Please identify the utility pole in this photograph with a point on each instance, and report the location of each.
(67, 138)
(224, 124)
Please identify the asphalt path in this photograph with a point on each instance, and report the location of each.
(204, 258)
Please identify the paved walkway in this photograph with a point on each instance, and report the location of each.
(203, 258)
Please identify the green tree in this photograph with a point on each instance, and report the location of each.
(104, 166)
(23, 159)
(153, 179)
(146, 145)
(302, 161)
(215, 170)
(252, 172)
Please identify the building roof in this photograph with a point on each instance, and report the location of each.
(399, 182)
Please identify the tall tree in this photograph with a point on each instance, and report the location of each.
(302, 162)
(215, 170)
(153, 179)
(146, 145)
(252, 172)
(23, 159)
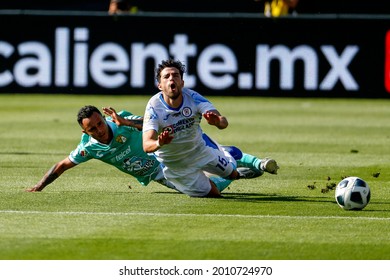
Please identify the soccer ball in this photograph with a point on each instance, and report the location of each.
(352, 193)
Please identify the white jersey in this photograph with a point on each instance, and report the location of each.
(187, 158)
(183, 124)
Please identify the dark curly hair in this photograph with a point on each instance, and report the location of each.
(86, 112)
(170, 63)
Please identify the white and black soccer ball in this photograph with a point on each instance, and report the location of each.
(352, 193)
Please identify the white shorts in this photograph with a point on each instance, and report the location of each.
(192, 179)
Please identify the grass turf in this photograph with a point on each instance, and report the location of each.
(96, 212)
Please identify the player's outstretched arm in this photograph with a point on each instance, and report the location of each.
(52, 174)
(109, 111)
(151, 141)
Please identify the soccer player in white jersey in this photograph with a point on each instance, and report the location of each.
(172, 131)
(117, 141)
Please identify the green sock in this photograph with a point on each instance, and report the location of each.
(248, 160)
(220, 182)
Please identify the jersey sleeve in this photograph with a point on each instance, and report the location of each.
(150, 119)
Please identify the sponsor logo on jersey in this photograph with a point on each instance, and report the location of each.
(120, 139)
(186, 112)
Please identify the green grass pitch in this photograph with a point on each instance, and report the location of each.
(95, 212)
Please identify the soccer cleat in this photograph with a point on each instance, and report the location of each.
(269, 165)
(248, 173)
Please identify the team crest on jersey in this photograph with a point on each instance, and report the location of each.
(83, 153)
(169, 129)
(186, 112)
(120, 139)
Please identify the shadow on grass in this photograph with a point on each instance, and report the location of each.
(29, 153)
(259, 197)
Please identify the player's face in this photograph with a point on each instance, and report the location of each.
(171, 83)
(97, 127)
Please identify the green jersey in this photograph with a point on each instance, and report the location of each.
(125, 151)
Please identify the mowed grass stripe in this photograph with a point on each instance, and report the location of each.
(190, 215)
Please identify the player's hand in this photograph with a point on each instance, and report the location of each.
(214, 119)
(164, 138)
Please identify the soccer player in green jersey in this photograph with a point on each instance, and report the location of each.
(117, 141)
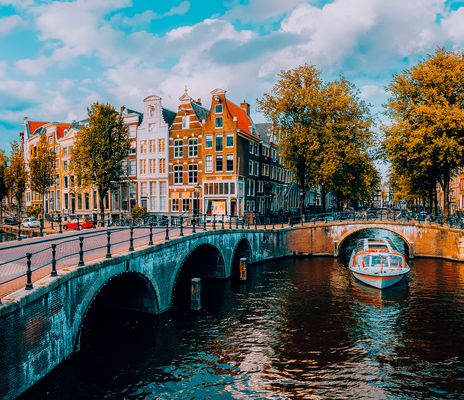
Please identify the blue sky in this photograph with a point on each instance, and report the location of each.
(58, 57)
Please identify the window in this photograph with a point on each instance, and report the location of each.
(178, 148)
(209, 163)
(230, 162)
(218, 163)
(132, 167)
(218, 142)
(143, 167)
(178, 175)
(230, 140)
(209, 142)
(161, 145)
(193, 173)
(193, 147)
(143, 147)
(152, 165)
(175, 205)
(162, 168)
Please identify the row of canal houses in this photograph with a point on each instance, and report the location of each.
(195, 160)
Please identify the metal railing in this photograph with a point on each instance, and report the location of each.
(104, 243)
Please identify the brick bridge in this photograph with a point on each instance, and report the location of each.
(41, 327)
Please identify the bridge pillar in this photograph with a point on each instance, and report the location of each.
(195, 299)
(411, 249)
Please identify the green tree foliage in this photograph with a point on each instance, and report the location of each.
(99, 151)
(3, 187)
(16, 176)
(326, 133)
(42, 169)
(425, 140)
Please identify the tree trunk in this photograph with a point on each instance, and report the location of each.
(102, 207)
(323, 200)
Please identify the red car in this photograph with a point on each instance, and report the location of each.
(83, 224)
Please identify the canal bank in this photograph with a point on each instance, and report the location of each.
(297, 328)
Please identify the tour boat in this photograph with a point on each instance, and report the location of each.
(377, 263)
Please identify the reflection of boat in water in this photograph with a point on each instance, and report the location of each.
(377, 263)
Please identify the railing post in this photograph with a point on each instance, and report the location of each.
(150, 240)
(108, 244)
(81, 251)
(54, 273)
(29, 272)
(167, 231)
(131, 239)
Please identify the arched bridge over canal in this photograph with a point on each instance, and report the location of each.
(41, 327)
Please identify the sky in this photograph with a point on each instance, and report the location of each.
(57, 57)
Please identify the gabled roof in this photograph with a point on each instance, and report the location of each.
(200, 112)
(168, 116)
(244, 121)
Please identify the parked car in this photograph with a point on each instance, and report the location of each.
(83, 224)
(11, 220)
(30, 223)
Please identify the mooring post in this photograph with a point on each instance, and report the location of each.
(243, 269)
(54, 273)
(81, 252)
(29, 272)
(195, 302)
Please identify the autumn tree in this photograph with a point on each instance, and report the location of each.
(426, 108)
(99, 150)
(326, 133)
(16, 176)
(3, 187)
(42, 169)
(293, 104)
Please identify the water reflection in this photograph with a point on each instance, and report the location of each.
(299, 328)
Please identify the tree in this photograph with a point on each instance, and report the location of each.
(426, 136)
(42, 169)
(3, 186)
(16, 176)
(99, 150)
(293, 104)
(326, 133)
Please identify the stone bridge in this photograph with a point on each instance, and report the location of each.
(42, 327)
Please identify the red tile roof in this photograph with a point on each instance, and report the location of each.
(243, 120)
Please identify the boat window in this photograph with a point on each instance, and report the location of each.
(396, 261)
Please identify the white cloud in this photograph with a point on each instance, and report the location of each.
(7, 24)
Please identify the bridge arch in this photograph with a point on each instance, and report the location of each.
(204, 261)
(339, 244)
(242, 249)
(128, 290)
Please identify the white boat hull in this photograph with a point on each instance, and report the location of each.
(379, 281)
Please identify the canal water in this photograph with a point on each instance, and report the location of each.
(299, 328)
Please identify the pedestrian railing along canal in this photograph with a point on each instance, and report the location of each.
(40, 260)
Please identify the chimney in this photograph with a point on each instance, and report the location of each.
(245, 106)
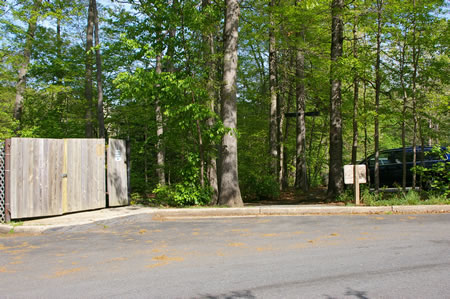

# # # # #

Task prompt -
Could you rewrite all of the data above, swapping "photograph" for "image" wherever it occurs and leaving everything else unchanged? Omit the pictures from your version.

Correct output -
Please identify the utility pole in this image with a point on each instance, and report the location of each.
(67, 138)
(224, 124)
Please identify the asphalt path in this image with a point on each instance, and report the location of each.
(204, 258)
Please identify the paved walkway in this image with a point on each instance, and report the location of each.
(203, 258)
Please identify the green tree in this image with a point on each instance, and report the location of each.
(104, 166)
(23, 159)
(153, 179)
(146, 145)
(302, 161)
(215, 170)
(252, 172)
Please identify the building roof in this image with a point on each instance, and report the location of each.
(399, 182)
Please identify the tall tree in this image with a point on each instance, and report the location of each.
(302, 162)
(215, 170)
(153, 179)
(146, 145)
(252, 172)
(23, 159)
Please identify the soccer ball in this image with a point on each instance, and report the location of each.
(352, 193)
Please identify the white jersey in this image with a point on each instance, and report the location of each.
(187, 158)
(183, 124)
Please identify the dark curly hair in this image with a point on each instance, and report the location of each.
(86, 112)
(170, 63)
Please identify the white and black soccer ball in this image with a point on each instance, and report the location of each.
(352, 193)
Please identify the white shorts in this image with a point on each instance, and report the location of each.
(192, 179)
Please identify the grass turf in this image with a point on each instance, and report the location of each.
(96, 212)
Please identify the player's outstretched arm in this image with a point on each instance, and report the location of each.
(52, 174)
(109, 111)
(151, 141)
Please identify the soccer player in white jersey in this image with a point on each instance, and report the location of each.
(172, 131)
(117, 141)
Please identify the green sock in this image with a point on each instance, and report the location of each.
(248, 160)
(220, 182)
Please identify the jersey sleeve in this image with a point on each instance, and report the location of each.
(150, 119)
Please identify the sponsor logo on jersey in this image with a point on each instance, and report the location of each.
(120, 139)
(186, 112)
Please identify the green grass pitch in this image with a point on each instance, and report the location of each.
(95, 212)
Please identify the soccer cleat in this image with a point on each instance, and report the location of each.
(269, 165)
(248, 173)
Please identify the team crest on jersey in this image with a point on each instance, and report the location of each.
(83, 153)
(169, 129)
(186, 112)
(120, 139)
Please identify the shadow on grass in this image with a point on each instance, and report the location of each.
(29, 153)
(259, 197)
Please identify the player's face in this image with a point on each instance, and report the location of each.
(171, 83)
(97, 127)
Please identify the green jersey in this image with a point on each instance, and report the location of each.
(125, 151)
Please identify the mowed grass stripe in this image with a point on each instance, and report the location of each.
(190, 215)
Please identify the player's hand in this image with a point on each instance, and report the location of each.
(214, 119)
(164, 138)
Please identify the soccer player in green jersey in this image with a point on each instance, and report the location of each.
(117, 141)
Please identify the blue sky in this image with a point on each instance, and report the location of each.
(58, 57)
Please identify the window in this image with a point on each instance, and report the location of each.
(178, 148)
(209, 163)
(230, 162)
(218, 163)
(132, 167)
(218, 142)
(143, 167)
(178, 175)
(230, 140)
(209, 142)
(161, 145)
(193, 173)
(193, 147)
(143, 147)
(152, 165)
(175, 205)
(162, 168)
Please identify the row of canal houses in this image with a point on each instance, and report the location of each.
(195, 160)
Please identify the metal railing in this image with a point on each instance, and report the location of each.
(104, 243)
Please identify the brick bridge in this image with a point on each instance, and report the location of each.
(41, 327)
Please identify the bridge pillar in this image with a point on each instance, and report the location of each.
(195, 299)
(411, 249)
Please identify the green tree foliage in this image with a point on each instance, and report the location of each.
(99, 151)
(3, 187)
(16, 176)
(326, 133)
(42, 169)
(425, 140)
Please identify the tree trunk in this image with a point on each instance, and report the location of each.
(102, 207)
(323, 200)
Please identify the red car in this image with a point on each instance, and report the location of each.
(83, 224)
Please identify the canal bank in this image with a point on each instance, and report the location of each.
(297, 328)
Please identify the tour boat in this image with a point on each instance, and report the location of each.
(377, 263)
Please identify the reflection of boat in water in this image with a point on each instance, and report the location of each.
(377, 263)
Please identify the railing post in this image with a point on each instance, and report the location of each.
(150, 240)
(108, 244)
(81, 251)
(54, 273)
(29, 272)
(167, 231)
(131, 239)
Please identify the arched bridge over canal in this image with a point on each instance, and report the location of each.
(41, 327)
Please identify the sky in this image with a point on each instance, and report the location of each.
(57, 57)
Please identify the gabled roof in this image with a point on each instance, and report the location of each.
(200, 112)
(168, 116)
(244, 121)
Please identify the parked car in this image with a point on each instance, and report the location of each.
(83, 224)
(11, 220)
(30, 223)
Please identify the mooring post in this image with a point on each instance, and report the location of each.
(243, 269)
(54, 273)
(81, 252)
(29, 272)
(195, 302)
Please identify the autumn tree in this image with a point on each instance, and report the location of each.
(426, 108)
(99, 150)
(326, 133)
(16, 176)
(3, 187)
(42, 169)
(293, 104)
Please identify the water reflection in this image with a point on each instance, and report the location of each.
(299, 328)
Please identify the tree in this image with a point on each instance, and report the location of each.
(426, 136)
(42, 169)
(3, 186)
(16, 176)
(99, 150)
(293, 104)
(326, 133)
Please identify the stone bridge in this image with a point on each instance, and report the location of each.
(42, 327)
Please identify the red tile roof in this image with a point on each instance, and report the location of each.
(243, 120)
Please identify the boat window in this image with a point on each instance, and report the location of each.
(396, 261)
Please identify the white cloud in this image with a point on each instance, and report the location of each.
(7, 24)
Please identify the bridge arch in this image with a point on each instance, and report the location of each.
(204, 261)
(339, 244)
(242, 249)
(128, 290)
Please identify the white boat hull in this image with a point on each instance, and report the location of each.
(379, 281)
Please identify the canal water in this image with a point on each instance, and report the location of each.
(299, 328)
Please identify the pedestrian railing along canal in this image with a point on each instance, and report the location of each.
(40, 260)
Please identify the chimney in this image with a point on each instance, and report the location of each.
(245, 106)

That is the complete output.